### Action item
Look through the data below and count each line where the word "stubble" appears. Reply with the count alone.

### Recorded data
►

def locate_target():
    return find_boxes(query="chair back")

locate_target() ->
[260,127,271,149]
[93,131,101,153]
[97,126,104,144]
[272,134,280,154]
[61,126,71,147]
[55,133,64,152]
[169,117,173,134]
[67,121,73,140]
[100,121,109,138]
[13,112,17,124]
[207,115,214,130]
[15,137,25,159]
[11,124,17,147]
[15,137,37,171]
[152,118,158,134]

◄
►

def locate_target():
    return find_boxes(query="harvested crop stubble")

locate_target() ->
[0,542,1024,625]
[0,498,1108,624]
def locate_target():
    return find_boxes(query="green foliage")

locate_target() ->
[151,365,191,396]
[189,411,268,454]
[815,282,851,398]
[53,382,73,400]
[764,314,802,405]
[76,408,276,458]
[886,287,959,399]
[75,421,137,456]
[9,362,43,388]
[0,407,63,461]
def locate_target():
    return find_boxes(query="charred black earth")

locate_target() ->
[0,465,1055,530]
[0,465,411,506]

◄
►

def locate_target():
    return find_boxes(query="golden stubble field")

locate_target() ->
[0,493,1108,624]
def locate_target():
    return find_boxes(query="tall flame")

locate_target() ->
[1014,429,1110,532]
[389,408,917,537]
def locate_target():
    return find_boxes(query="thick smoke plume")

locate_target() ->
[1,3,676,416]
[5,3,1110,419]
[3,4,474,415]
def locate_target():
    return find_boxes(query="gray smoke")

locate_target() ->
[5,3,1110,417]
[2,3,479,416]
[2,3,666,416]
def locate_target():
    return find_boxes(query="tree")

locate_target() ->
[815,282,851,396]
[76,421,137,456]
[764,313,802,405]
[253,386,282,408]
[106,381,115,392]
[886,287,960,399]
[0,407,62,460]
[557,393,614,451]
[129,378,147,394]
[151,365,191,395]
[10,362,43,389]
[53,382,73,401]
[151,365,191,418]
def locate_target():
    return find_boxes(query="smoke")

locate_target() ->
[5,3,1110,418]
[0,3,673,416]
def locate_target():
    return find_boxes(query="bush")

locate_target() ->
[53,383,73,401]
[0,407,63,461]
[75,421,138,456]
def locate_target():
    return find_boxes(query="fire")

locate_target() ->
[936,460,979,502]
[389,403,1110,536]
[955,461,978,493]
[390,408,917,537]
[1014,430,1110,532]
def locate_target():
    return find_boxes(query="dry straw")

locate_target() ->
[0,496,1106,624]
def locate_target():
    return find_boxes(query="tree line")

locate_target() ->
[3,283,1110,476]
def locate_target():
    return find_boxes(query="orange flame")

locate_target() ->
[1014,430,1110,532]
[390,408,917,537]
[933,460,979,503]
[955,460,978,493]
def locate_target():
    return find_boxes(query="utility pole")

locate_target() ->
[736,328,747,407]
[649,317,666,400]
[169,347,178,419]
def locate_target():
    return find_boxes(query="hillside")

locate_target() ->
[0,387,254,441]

◄

### Task answer
2